* _Request_: Please quote every one of the records below word for word, omitting the pictures.

* _Data shown_:
━━━━━━━━━━

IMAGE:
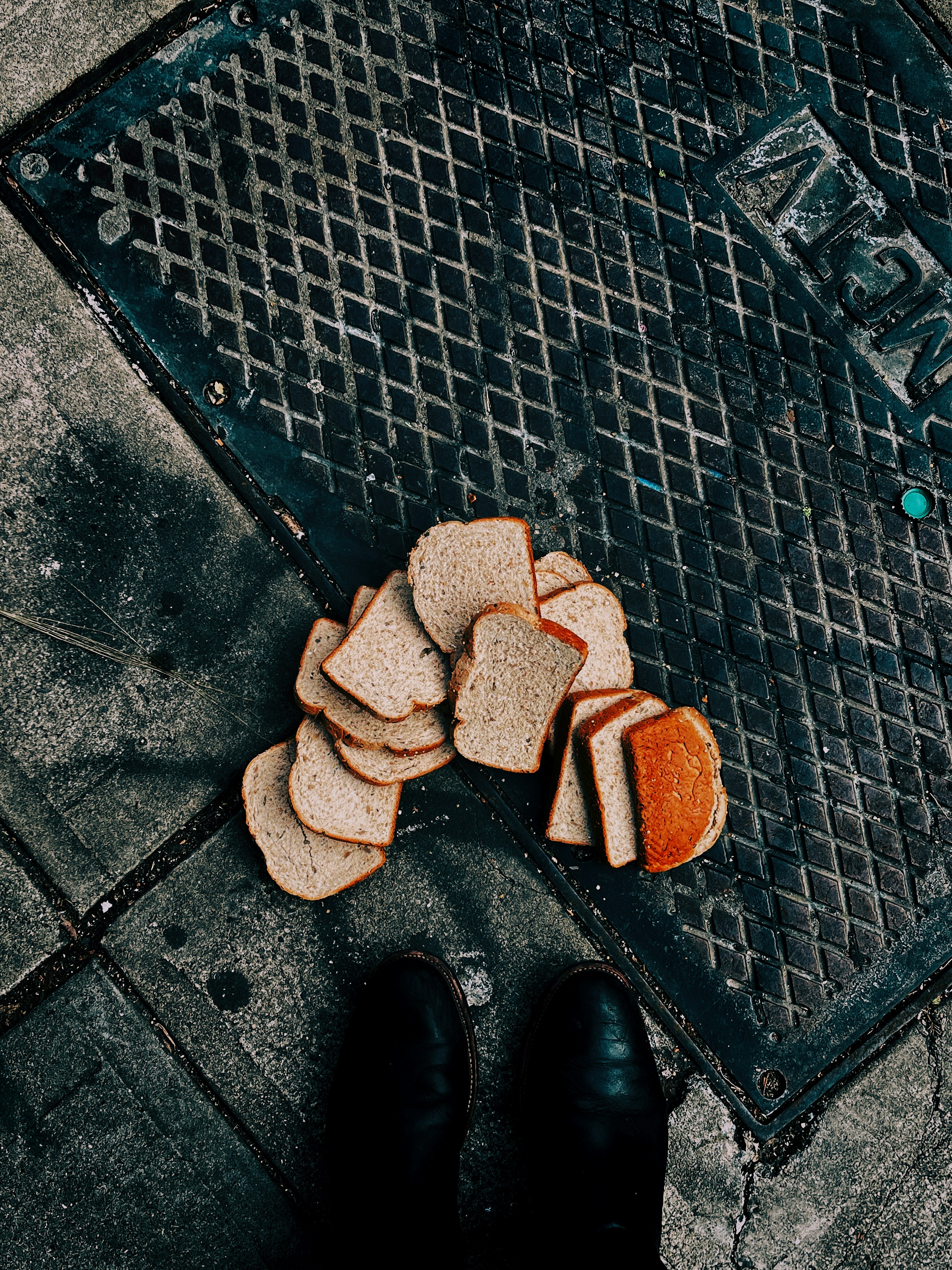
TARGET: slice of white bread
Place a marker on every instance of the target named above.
(549, 583)
(459, 571)
(388, 662)
(362, 599)
(560, 562)
(597, 618)
(569, 818)
(346, 719)
(310, 684)
(328, 798)
(508, 685)
(385, 768)
(605, 775)
(303, 863)
(681, 804)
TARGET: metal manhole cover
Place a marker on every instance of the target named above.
(672, 283)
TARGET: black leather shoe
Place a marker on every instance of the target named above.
(400, 1105)
(596, 1124)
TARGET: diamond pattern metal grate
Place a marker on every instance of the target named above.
(460, 265)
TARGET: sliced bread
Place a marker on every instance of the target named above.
(569, 818)
(560, 562)
(346, 718)
(508, 685)
(604, 773)
(385, 768)
(592, 613)
(301, 861)
(549, 583)
(328, 798)
(681, 804)
(388, 662)
(459, 571)
(362, 599)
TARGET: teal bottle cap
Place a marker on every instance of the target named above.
(918, 502)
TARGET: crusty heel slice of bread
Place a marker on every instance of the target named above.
(681, 803)
(362, 599)
(459, 571)
(301, 861)
(549, 583)
(388, 662)
(593, 613)
(385, 768)
(562, 563)
(328, 798)
(346, 718)
(508, 685)
(569, 818)
(604, 771)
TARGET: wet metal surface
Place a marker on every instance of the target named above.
(671, 283)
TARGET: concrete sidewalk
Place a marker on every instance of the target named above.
(166, 1104)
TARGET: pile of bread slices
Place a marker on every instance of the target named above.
(479, 649)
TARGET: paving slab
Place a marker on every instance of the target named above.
(103, 492)
(125, 1161)
(258, 985)
(31, 925)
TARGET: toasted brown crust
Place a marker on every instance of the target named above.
(587, 768)
(565, 746)
(338, 666)
(367, 769)
(339, 732)
(301, 681)
(362, 599)
(678, 820)
(570, 568)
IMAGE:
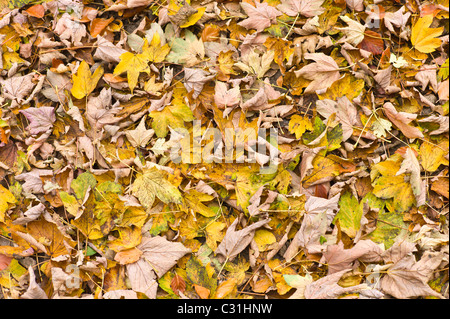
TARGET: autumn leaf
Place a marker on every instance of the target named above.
(259, 17)
(424, 38)
(298, 125)
(306, 8)
(236, 241)
(84, 82)
(152, 184)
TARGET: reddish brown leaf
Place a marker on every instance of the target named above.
(98, 25)
(372, 42)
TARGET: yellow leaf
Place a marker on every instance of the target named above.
(264, 238)
(152, 183)
(5, 197)
(133, 64)
(432, 156)
(226, 288)
(214, 234)
(194, 18)
(84, 82)
(326, 168)
(155, 52)
(424, 38)
(299, 124)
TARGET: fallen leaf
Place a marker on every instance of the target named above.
(323, 72)
(84, 82)
(237, 240)
(402, 120)
(306, 8)
(259, 17)
(424, 38)
(151, 184)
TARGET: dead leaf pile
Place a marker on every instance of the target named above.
(341, 193)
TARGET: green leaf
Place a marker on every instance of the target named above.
(81, 184)
(151, 184)
(349, 214)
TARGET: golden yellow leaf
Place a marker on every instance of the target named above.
(424, 38)
(432, 156)
(299, 124)
(6, 197)
(84, 82)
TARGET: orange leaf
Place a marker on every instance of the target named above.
(372, 42)
(128, 256)
(210, 33)
(36, 11)
(201, 291)
(98, 25)
(178, 284)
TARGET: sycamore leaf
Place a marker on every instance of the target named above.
(402, 120)
(299, 124)
(354, 33)
(140, 136)
(84, 82)
(41, 118)
(407, 278)
(133, 64)
(6, 197)
(188, 51)
(424, 38)
(323, 72)
(151, 184)
(431, 156)
(349, 214)
(236, 241)
(306, 8)
(260, 17)
(328, 288)
(161, 254)
(154, 52)
(226, 98)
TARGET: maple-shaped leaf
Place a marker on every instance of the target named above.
(84, 82)
(155, 52)
(424, 38)
(226, 98)
(299, 124)
(172, 116)
(187, 51)
(140, 136)
(407, 278)
(306, 8)
(354, 33)
(41, 118)
(236, 241)
(402, 120)
(323, 72)
(6, 197)
(328, 288)
(337, 258)
(152, 183)
(390, 185)
(133, 64)
(260, 17)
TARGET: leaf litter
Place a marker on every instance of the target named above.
(96, 95)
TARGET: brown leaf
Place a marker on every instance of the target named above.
(236, 241)
(401, 120)
(323, 72)
(372, 42)
(178, 284)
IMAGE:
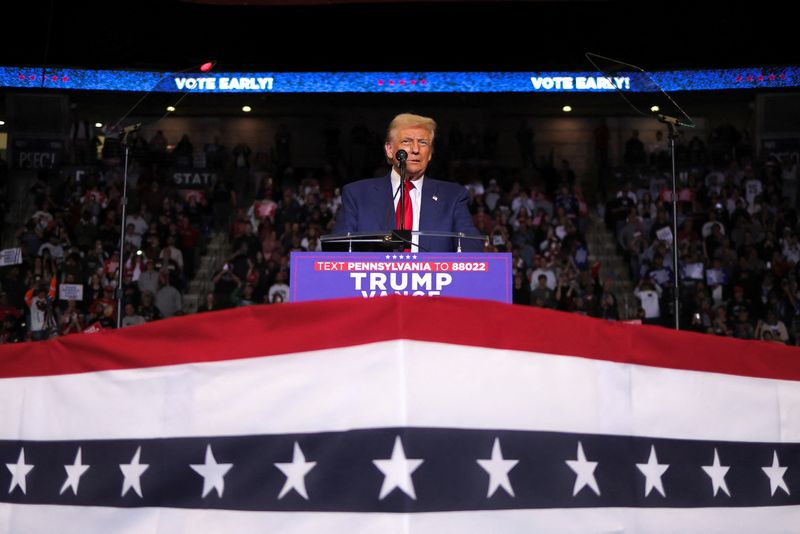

━━━━━━━━━━

* _Written response_:
IMAGE:
TARGET: slice of white bread
Place a marker on every instance of the target named above.
(549, 583)
(459, 571)
(388, 662)
(362, 599)
(560, 562)
(597, 618)
(569, 818)
(346, 719)
(310, 684)
(328, 798)
(508, 685)
(385, 768)
(605, 775)
(303, 863)
(681, 804)
TARGET: metal manhole cover
Place a marker on every instance of the target named above.
(672, 283)
TARGET: black leather shoe
Place a marker on every instance of the target named above.
(400, 1105)
(596, 1124)
TARGET: diamond pattern metal grate
Place a marker on every instance of the target named above.
(460, 265)
TARGET: sliced bread
Place a marker on every instance of the target named above.
(569, 818)
(560, 562)
(346, 718)
(508, 685)
(604, 773)
(385, 768)
(592, 613)
(301, 861)
(549, 583)
(328, 798)
(681, 804)
(388, 662)
(459, 571)
(362, 599)
TARGET: teal bottle cap
Place a marker on every instance of the target named above.
(918, 502)
TARGET: crusty heel slice of bread
Place a marker on every instance of the target named above.
(681, 803)
(362, 599)
(459, 571)
(301, 861)
(549, 583)
(388, 662)
(593, 613)
(385, 768)
(562, 563)
(328, 798)
(346, 718)
(508, 685)
(569, 818)
(604, 771)
TARGET: wet metal surface
Place a marker on every instance of the target named above.
(671, 283)
TARGET: concrete sidewalk
Place a marker on every instance of the target named above.
(166, 1104)
TARGET: pile of bread slices
Place a marker on every instance of the target named above.
(479, 649)
TARGET: paving slab
Place a marker on every instance of the target named above.
(103, 492)
(125, 1161)
(258, 985)
(31, 925)
TARGET: toasted brown crust
Place a marker on every instance of the target named above.
(587, 768)
(565, 746)
(338, 666)
(367, 769)
(339, 732)
(301, 681)
(362, 599)
(678, 820)
(570, 568)
IMAGE:
TARGET: autumn leaf
Place a marker on every instance of the target named above.
(259, 17)
(424, 38)
(298, 125)
(306, 8)
(236, 241)
(84, 82)
(152, 184)
TARGET: reddish brown leaf
Place a marker on every instance of the target named above.
(98, 25)
(372, 42)
TARGET: yellow leaf
Place a marker on every instance of the target named above.
(264, 238)
(152, 183)
(5, 197)
(133, 64)
(432, 156)
(226, 288)
(214, 234)
(194, 18)
(84, 82)
(326, 168)
(155, 52)
(424, 38)
(299, 124)
TARGET: fallen leaf
Place a marker on every instance of the target named above.
(323, 72)
(84, 82)
(237, 240)
(402, 120)
(306, 8)
(259, 17)
(424, 38)
(151, 184)
TARGET: dead leaf pile
Place a marker on every instance of the target named above.
(341, 193)
TARGET: green leaf
Place a marker on every instance of the target named above.
(81, 184)
(151, 184)
(349, 214)
TARGET: golden yellow leaf
Place a marker on every instance of the target named above.
(424, 38)
(432, 156)
(299, 124)
(6, 197)
(84, 82)
TARGET: orange leaf
Place a marker on every instance of the target named above.
(372, 42)
(128, 256)
(210, 33)
(36, 11)
(201, 291)
(98, 25)
(178, 284)
TARGET: sycamore leaf
Place a marker on every instance of the target named above.
(402, 120)
(299, 124)
(354, 33)
(140, 136)
(84, 82)
(41, 118)
(407, 278)
(133, 64)
(6, 197)
(188, 51)
(424, 38)
(323, 72)
(151, 184)
(431, 156)
(349, 214)
(236, 241)
(306, 8)
(260, 17)
(328, 288)
(161, 254)
(154, 52)
(226, 98)
TARGET: maple-shaped leaf
Place a marker on every instance of the target named above.
(84, 82)
(155, 52)
(424, 38)
(226, 98)
(299, 124)
(172, 116)
(187, 51)
(140, 136)
(407, 278)
(306, 8)
(354, 33)
(41, 118)
(236, 241)
(402, 120)
(323, 72)
(6, 197)
(328, 288)
(337, 258)
(152, 183)
(390, 185)
(133, 64)
(260, 17)
TARGET: leaf litter
Place a marker on every instance of the target named above.
(96, 95)
TARGET: brown leaf
Place a marker on every instance of the target named above.
(236, 241)
(401, 120)
(323, 72)
(372, 42)
(178, 284)
IMAGE:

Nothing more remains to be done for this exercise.